● **Extracted text**
○ ○ ○ ○ ○
Although played on an historically appropriate scale, they just can’t help but ‘magic’ phrases in a way more redolent of the golden age. This reaches its apex in the central Adagio of K216, with its muted strings and flutes emulating gentle summer breezes. The way Frank intuitively shapes the skin-tingling move into B minor and beyond is perfection.
Arthur Grumiaux (violin)
Decca 438 3232
Like Augustin Dumay, whose recordings of Concertos Nos 2–5 for DG are required listening, Grumiaux plays with an enchantingly pure-toned cantabile radiance. Combining gently cushioned bow-stokes with medium-fast vibrato and tasteful portamentos, he never seems to stop ‘singing’ as he exalts in Mozart’s exuberant invention.
Those with a predilection for scaled-back textures might find the 1960s London Symphony Orchestra a shade generous in its responses, yet under Colin Davis’s sensitive direction the results possess an inner sparkle.
Isabelle Faust (violin)
Harmonia Mundi HMC 902230.31
Those wanting something closer to the kinds of sounds and interpretative rhetoric familiar in Mozart’s own time should investigate this highly acclaimed set with Il Giardino Armonico and Giovanni Antonini. Faust fills out Mozart’s melodic lines where appropriate (most enchantingly in the central Adagio of K207), keeps slow movements flowing felicitously and focuses on the dynamic range from mezzo forte downwards rather than the upward thrust of more traditional readings. Her alluring sound is immaculately tuned and deftly articulated.
○ ○ ○ ○ ○
● **Source records**
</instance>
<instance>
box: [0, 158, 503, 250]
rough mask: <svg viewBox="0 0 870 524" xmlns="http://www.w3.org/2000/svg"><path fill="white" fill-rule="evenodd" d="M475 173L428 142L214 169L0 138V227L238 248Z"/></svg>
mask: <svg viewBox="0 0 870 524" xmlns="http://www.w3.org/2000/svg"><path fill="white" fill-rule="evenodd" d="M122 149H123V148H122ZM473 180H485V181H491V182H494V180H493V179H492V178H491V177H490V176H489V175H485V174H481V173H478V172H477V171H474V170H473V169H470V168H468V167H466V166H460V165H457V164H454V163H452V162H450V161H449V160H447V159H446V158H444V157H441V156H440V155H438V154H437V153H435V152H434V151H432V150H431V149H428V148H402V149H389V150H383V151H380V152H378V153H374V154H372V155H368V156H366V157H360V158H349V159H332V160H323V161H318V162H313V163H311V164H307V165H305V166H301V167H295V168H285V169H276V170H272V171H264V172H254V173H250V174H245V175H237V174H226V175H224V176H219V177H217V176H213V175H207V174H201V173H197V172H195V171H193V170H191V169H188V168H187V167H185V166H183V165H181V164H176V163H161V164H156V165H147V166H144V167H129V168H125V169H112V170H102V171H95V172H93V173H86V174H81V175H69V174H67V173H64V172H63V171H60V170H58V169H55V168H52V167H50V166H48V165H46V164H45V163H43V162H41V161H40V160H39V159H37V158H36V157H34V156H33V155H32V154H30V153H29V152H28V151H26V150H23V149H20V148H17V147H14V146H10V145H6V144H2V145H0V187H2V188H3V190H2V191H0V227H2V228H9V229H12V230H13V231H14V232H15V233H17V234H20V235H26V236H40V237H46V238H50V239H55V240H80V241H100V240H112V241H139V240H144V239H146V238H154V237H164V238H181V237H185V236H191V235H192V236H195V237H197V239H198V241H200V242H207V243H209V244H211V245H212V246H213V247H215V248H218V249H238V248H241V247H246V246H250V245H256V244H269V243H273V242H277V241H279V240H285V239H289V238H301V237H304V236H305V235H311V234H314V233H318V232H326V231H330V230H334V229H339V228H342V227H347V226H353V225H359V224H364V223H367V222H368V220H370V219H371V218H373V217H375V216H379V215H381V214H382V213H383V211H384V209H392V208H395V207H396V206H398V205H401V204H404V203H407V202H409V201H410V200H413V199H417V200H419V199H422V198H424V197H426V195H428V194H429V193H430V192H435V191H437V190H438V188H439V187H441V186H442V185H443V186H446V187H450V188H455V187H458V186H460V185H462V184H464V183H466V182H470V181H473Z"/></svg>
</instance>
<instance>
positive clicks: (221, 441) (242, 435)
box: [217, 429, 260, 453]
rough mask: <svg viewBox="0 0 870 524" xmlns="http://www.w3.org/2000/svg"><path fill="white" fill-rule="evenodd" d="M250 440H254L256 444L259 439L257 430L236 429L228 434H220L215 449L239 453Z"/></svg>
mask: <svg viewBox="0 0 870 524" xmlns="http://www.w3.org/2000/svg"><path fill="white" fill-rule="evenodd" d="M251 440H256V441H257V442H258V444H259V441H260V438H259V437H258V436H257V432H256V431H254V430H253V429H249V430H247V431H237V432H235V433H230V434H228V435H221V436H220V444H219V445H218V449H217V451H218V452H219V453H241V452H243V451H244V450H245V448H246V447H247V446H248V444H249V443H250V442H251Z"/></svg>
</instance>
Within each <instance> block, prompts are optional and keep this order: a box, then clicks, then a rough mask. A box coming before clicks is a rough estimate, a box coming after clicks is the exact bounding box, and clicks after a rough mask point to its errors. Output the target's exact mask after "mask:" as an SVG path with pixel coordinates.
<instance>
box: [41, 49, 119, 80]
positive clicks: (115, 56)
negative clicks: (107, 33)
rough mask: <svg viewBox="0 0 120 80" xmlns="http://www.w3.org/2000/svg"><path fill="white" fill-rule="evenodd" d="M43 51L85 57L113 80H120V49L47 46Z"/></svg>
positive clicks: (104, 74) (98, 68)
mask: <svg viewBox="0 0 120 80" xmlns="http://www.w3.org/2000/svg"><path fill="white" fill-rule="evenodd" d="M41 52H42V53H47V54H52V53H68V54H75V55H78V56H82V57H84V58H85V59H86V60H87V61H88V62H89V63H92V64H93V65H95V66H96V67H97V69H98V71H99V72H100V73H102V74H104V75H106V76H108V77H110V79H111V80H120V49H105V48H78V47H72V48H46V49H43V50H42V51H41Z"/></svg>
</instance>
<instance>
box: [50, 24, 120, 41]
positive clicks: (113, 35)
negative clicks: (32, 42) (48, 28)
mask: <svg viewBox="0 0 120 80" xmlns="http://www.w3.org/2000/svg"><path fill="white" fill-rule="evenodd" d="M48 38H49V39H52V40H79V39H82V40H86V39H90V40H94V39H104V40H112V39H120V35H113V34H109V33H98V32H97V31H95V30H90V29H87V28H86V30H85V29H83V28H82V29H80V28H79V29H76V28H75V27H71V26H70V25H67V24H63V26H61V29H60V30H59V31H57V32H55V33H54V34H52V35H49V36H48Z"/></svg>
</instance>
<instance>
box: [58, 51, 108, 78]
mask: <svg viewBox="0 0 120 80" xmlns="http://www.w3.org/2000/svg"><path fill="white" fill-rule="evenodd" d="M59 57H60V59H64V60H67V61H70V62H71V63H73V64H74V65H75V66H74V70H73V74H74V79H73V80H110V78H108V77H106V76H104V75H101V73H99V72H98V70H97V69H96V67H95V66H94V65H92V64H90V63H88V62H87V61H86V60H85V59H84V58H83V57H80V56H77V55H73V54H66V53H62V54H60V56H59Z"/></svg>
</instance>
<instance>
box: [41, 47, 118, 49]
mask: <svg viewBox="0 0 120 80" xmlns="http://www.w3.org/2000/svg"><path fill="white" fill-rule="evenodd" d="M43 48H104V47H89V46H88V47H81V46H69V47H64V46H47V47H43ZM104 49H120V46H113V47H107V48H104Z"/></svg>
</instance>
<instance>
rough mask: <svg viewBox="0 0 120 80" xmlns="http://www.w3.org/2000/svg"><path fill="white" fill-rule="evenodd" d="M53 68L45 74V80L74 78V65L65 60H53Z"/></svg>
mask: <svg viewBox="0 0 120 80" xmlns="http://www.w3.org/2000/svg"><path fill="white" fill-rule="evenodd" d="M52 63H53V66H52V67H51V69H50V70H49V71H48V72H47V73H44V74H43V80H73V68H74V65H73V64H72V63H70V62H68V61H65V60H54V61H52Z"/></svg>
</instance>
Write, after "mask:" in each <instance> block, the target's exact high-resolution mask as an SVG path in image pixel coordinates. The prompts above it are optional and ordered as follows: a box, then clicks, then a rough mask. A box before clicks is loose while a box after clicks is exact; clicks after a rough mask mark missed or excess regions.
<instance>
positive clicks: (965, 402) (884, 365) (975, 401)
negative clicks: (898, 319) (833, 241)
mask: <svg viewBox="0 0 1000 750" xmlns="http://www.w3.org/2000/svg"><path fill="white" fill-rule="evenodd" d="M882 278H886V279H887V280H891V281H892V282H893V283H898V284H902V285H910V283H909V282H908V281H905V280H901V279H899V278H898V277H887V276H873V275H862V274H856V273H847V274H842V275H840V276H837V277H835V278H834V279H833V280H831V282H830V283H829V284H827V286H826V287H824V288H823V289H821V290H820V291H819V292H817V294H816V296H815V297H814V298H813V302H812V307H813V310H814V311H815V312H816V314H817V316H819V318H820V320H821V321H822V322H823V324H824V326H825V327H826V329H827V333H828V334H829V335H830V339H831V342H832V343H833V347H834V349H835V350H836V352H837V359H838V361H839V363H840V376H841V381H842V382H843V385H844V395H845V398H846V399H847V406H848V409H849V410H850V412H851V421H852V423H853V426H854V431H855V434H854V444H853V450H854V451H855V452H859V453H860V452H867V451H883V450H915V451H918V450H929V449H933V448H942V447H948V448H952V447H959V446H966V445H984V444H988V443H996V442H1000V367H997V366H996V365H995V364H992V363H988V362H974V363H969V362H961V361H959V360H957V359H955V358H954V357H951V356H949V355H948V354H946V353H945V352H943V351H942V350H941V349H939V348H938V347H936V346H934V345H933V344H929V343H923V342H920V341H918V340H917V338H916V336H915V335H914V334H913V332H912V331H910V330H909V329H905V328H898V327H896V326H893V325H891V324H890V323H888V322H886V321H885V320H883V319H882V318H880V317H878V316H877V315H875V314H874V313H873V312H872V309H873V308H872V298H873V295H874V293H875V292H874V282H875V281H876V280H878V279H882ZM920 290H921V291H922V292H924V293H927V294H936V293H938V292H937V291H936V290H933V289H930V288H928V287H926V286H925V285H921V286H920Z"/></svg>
○ ○ ○ ○ ○
● **Tasks and exercises**
**a)** Rewrite the Mozart violin concerto review from "Although played on" to "beyond is perfection.", changing "summer breezes" to "spring breezes".
**b)** Continue the review of Mozart violin concerto recordings after its final sentence.

● **Task responses**
**a)**
Although played on an historically appropriate scale, they just can’t help but ‘magic’ phrases in a way more redolent of the golden age. This reaches its apex in the central Adagio of K216, with its muted strings and flutes emulating gentle spring breezes. The way Frank intuitively shapes the skin-tingling move into B minor and beyond is perfection.

**b)**
And one to avoid…
On paper the set with Yehudi Menuhin, the Bath Festival Orchestra and Rudolph Barshai looks like a sure-fire winner, and Menuhin’s charismatic presence almost carries the day. His affection for these delightful scores, which he had played countless times before setting down this complete cycle in the early 1960s, is everywhere apparent.
Yet sadly, the slight fraying of his bowing technique, barely noticeable in other contexts, was placed cruelly under the spotlight by Mozart’s crystal-clear violin writing, resulting in an occasional infelicity of tonal contact.